» **Excerpted passage**

Naked City
Doctors Deem Ngai Competent
By Emily Pyle, Fri., Nov. 5, 2004
On April 29, Ngai, a graduate student in music, placed a 911 call from the home of his piano professor, Danielle Martin. Ngai asked for help because, according to the police report, "someone had a computer chip in their brain." When APD officers arrived, Martin was dead from stab wounds to the head and torso, and Ngai was in the middle of a psychotic episode. He had been diagnosed with mental illness months earlier and treated by the Austin State Hospital and the Austin Travis County Mental Health and Mental Retardation Center. His last visit to ATCMHMR came just a few hours before the murder.
Ngai and Martin had grown close since Ngai came to Austin from Hawaii last year. Martin befriended Ngai after his mental illness was diagnosed, and he had served as a caretaker for the professor, who had multiple sclerosis. Mental health advocates blame Martin's death on the state's fragmented and overcrowded mental health care system. "They sent an invalid to care for an invalid," says Joe Lovelace, executive director of the National Alliance for the Mentally Ill.

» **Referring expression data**

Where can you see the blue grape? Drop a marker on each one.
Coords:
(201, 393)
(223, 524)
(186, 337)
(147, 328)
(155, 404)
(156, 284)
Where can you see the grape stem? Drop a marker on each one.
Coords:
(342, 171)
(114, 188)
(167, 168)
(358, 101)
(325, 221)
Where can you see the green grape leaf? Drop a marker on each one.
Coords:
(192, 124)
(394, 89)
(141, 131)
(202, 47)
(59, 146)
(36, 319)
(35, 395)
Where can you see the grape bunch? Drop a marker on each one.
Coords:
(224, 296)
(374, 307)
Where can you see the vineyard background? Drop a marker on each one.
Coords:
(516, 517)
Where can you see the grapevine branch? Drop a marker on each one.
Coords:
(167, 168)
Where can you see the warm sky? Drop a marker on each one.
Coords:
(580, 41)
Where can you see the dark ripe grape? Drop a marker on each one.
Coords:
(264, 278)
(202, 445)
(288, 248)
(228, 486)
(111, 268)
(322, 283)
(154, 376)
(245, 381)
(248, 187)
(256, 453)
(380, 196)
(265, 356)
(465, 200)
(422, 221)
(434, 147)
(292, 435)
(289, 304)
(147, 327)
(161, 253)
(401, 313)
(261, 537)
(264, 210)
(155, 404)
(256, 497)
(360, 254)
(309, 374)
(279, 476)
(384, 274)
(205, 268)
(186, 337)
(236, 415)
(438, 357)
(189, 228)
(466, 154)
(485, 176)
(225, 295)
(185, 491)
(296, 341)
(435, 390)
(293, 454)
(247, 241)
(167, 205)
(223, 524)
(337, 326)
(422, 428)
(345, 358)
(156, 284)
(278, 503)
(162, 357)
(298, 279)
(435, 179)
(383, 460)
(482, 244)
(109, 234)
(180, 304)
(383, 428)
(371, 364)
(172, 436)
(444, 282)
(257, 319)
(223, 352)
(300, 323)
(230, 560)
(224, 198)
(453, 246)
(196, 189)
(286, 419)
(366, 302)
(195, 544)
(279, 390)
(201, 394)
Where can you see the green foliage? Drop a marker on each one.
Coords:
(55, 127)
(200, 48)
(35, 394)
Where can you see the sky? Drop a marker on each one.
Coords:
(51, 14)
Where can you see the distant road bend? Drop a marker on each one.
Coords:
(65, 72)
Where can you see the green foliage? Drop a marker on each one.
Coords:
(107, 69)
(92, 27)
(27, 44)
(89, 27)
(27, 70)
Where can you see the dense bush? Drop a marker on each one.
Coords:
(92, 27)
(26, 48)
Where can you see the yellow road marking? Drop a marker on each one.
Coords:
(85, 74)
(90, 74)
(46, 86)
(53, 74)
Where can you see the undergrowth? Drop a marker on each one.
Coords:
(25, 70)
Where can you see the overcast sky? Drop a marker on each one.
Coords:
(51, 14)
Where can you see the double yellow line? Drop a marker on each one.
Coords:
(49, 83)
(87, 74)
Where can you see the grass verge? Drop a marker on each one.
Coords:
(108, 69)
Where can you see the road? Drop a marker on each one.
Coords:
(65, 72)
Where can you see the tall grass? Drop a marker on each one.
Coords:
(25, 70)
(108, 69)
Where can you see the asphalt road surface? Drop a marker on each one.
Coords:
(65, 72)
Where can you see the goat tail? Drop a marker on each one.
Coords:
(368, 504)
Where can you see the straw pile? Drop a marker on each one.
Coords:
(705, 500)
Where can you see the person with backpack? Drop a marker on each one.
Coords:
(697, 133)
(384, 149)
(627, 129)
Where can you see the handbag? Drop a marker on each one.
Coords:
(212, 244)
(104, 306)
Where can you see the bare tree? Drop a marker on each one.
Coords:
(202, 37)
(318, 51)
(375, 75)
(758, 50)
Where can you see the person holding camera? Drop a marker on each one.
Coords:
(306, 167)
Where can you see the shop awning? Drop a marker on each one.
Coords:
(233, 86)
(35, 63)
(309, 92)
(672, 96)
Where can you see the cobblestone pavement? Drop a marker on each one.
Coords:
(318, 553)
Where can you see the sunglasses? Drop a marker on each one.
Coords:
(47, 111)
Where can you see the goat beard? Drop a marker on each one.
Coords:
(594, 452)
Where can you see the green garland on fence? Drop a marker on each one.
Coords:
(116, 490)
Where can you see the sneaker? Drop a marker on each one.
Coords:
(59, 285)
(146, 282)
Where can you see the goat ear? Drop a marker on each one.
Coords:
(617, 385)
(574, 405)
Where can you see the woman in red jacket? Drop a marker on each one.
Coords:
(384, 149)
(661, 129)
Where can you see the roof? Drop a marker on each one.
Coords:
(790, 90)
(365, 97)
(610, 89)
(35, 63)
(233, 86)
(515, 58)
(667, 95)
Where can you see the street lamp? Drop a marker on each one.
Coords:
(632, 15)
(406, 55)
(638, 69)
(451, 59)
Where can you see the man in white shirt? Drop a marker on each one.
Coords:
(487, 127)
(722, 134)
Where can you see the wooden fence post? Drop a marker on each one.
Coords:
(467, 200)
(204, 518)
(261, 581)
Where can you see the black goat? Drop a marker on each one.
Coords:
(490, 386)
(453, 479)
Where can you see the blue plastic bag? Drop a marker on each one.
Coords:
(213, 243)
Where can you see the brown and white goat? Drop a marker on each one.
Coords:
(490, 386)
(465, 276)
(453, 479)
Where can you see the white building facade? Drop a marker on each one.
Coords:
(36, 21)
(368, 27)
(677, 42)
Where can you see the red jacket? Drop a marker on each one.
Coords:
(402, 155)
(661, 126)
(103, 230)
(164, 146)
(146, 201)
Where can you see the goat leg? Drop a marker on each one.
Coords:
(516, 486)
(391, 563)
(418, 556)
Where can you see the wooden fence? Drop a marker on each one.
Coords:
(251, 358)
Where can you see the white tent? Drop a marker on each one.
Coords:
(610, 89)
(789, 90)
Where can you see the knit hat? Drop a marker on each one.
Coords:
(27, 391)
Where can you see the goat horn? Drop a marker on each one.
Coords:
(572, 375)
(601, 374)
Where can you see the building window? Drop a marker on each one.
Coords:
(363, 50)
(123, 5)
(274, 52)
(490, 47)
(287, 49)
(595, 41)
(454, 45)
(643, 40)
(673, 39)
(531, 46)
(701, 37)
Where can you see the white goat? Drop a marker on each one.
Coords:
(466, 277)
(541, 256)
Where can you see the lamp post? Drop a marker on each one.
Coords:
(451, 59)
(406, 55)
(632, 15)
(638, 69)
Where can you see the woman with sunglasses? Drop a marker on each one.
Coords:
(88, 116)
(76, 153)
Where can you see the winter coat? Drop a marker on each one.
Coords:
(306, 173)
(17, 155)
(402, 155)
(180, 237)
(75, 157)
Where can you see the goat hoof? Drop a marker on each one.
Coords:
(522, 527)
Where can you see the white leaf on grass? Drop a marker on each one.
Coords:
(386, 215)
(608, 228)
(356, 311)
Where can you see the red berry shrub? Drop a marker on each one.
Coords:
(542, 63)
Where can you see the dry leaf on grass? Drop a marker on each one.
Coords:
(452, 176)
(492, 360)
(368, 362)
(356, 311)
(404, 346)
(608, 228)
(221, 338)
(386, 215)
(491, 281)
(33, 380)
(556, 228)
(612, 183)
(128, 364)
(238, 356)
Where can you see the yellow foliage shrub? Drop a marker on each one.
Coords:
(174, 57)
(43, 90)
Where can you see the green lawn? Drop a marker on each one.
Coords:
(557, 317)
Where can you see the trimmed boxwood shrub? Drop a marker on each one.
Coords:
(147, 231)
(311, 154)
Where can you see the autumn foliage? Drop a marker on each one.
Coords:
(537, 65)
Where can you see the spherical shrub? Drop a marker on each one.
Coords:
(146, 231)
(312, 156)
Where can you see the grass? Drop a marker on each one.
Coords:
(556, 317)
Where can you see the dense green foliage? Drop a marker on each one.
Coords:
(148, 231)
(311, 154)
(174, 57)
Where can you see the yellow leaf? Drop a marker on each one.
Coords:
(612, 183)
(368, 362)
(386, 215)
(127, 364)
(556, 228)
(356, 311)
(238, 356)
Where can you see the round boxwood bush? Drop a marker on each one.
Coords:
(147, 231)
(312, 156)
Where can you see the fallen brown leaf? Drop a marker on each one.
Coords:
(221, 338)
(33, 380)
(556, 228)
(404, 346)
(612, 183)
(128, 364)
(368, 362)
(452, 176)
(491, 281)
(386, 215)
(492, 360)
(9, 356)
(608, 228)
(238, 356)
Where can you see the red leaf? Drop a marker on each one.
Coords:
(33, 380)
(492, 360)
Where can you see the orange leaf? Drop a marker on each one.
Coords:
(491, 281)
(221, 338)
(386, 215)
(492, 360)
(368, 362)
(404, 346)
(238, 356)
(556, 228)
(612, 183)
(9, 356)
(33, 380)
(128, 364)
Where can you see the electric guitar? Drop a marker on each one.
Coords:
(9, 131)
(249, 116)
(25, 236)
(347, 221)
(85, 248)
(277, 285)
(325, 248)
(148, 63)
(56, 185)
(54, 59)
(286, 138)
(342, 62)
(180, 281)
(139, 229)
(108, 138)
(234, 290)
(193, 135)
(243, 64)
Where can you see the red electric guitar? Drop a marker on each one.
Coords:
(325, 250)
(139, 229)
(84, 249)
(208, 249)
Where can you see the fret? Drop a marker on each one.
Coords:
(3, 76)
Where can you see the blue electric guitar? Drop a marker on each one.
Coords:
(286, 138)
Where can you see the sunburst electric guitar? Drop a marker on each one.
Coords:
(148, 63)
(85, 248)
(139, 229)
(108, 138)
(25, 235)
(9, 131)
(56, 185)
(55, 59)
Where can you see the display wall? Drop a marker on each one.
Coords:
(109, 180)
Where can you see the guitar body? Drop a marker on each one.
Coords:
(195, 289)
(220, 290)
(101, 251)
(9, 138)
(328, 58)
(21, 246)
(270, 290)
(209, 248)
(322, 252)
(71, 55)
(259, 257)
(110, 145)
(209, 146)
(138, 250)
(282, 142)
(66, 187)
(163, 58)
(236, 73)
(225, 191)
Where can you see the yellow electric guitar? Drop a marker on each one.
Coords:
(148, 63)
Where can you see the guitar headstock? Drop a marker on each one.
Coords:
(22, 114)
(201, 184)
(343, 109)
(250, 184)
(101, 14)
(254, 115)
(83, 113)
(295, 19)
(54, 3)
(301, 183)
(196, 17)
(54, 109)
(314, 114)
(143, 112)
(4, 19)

» **What needs to be done**
Reproduce the passage of the Ngai news article above verbatim, starting at "Ngai and Martin" and ending at "the Mentally Ill.".

» **Task answer**
Ngai and Martin had grown close since Ngai came to Austin from Hawaii last year. Martin befriended Ngai after his mental illness was diagnosed, and he had served as a caretaker for the professor, who had multiple sclerosis. Mental health advocates blame Martin's death on the state's fragmented and overcrowded mental health care system. "They sent an invalid to care for an invalid," says Joe Lovelace, executive director of the National Alliance for the Mentally Ill.